>> Start Excerpted data
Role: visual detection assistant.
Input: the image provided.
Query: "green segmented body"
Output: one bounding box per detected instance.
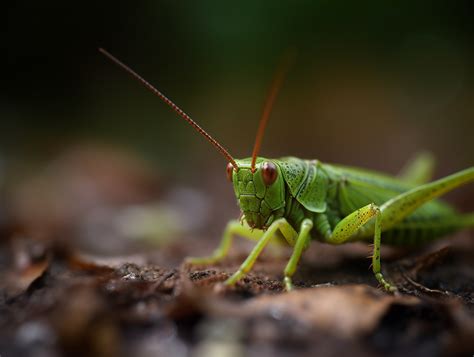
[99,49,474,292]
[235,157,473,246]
>> End Excerpted data
- Task objective
Copy the listing above word for word, omitting the picture.

- Solved problem
Role: visual detection assistant.
Input: the image provided.
Query: "green segmented body"
Output: one bounding box per detected instance.
[99,49,474,292]
[235,157,473,246]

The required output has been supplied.